**DIRECTIONS**
In the forum thread below about testing whether a wire is live, rewrite the paragraph beginning "I agree with Jim Port" as a short bulleted list that keeps its main facts.

**EXTRACT**
--------------------------------------------------

# Safe way to determine if a wire is live?



## Jim Port (Sep 21, 2007)

Although they have limitations, this would be a good spot to use a non-contact voltage detector. Test on a known live circuit.


----------



## frenchelectrican (Apr 12, 2006)

I agree with Jim Port with the non concat voltage tester however when you check the conductor to see if that is alive or complety dead just make sure you don't touch the ceiling grid when you do this somecase it will be bonded one way or other if that complety dead then back track where that goes and if complety cut off on both end then you know it is non useable cable.

Merci.
Marc


----------



## jlhaslip (Dec 31, 2009)

cut the last inch with a pair of sidecutters. watch for sparks and/or the breaker tripping.

:whistling2:

Just kidding, of course...

:laughing:

[edit]
:jester: smilies and comment added to indicate this was posted in jest :jester:
[/edit]


----------



## secutanudu (Mar 15, 2009)

jlhaslip said:


> cut the last inch with a pair of sidecutters. watch for sparks and/or the breaker tripping.


I don't agree with this at all....get the non-contact voltage tester:

http://www.lowes.com/pd_18400-12704...currentURL=/pl__0__s?Ntt=non+contact+voltahge


----------



## gregzoll (Dec 25, 2006)

secutanudu said:


> I don't agree with this at all....get the non-contact voltage tester:
> 
> http://www.lowes.com/pd_18400-12704...currentURL=/pl__0__s?Ntt=non+contact+voltahge


I do believe it was meant to be a joke. I personally like taking the wire to my tongue and seeing if there is any voltage going through the line.


----------



## secutanudu (Mar 15, 2009)

I figured it was a joke...but those are the type that could get someone hurt if they don't realize. Not everyone on the forums knows much about this stuff, especially the new people!


----------



## gregzoll (Dec 25, 2006)

secutanudu said:


> I figured it was a joke...but those are the type that could get someone hurt if they don't realize. Not everyone on the forums knows much about this stuff, especially the new people!


 *DISCLAIMER: * *Warning:* The topics covered on this site include activities in which there exists the potential for serious *injury* or *death*. DIYChatroom.com *DOES NOT* guarantee the accuracy or completeness of any information contained on this site. Always use proper safety precautions and reference reliable outside sources before attempting any DIY project!


----------



## secutanudu (Mar 15, 2009)

Yes, I realize the disclaimer is there. Still, I see no reason to joke with someone about cutting a live wire when they may not perceive it as a joke.

--------------------------------------------------

**RAW DATA**
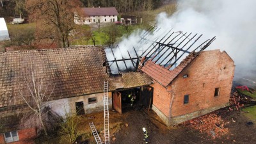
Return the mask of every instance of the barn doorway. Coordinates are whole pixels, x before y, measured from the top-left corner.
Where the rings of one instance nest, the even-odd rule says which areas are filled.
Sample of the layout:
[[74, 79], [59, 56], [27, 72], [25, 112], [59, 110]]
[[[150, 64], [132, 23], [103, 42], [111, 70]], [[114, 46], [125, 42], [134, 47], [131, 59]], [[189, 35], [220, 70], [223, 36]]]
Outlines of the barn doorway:
[[76, 111], [77, 115], [84, 115], [84, 103], [83, 102], [76, 102]]
[[[143, 86], [113, 92], [113, 108], [119, 113], [142, 107], [152, 108], [154, 89], [150, 86]], [[133, 100], [131, 100], [131, 99]]]

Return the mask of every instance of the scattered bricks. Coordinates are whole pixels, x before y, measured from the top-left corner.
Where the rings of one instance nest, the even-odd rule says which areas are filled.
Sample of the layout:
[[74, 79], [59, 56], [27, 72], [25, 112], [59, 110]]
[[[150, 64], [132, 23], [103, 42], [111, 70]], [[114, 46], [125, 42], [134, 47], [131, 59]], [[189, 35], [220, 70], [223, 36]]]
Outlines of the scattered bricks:
[[184, 122], [182, 125], [205, 132], [212, 139], [228, 133], [228, 128], [225, 128], [225, 123], [221, 116], [210, 114]]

--------------------------------------------------

**WRITTEN RESPONSE**
- Use a non-contact voltage tester, as Jim Port suggests.
- When checking whether the conductor is live or completely dead, do not touch the ceiling grid, because in some cases it may be bonded.
- If the conductor is completely dead, trace back where it goes.
- If it is cut off at both ends, it is unusable cable.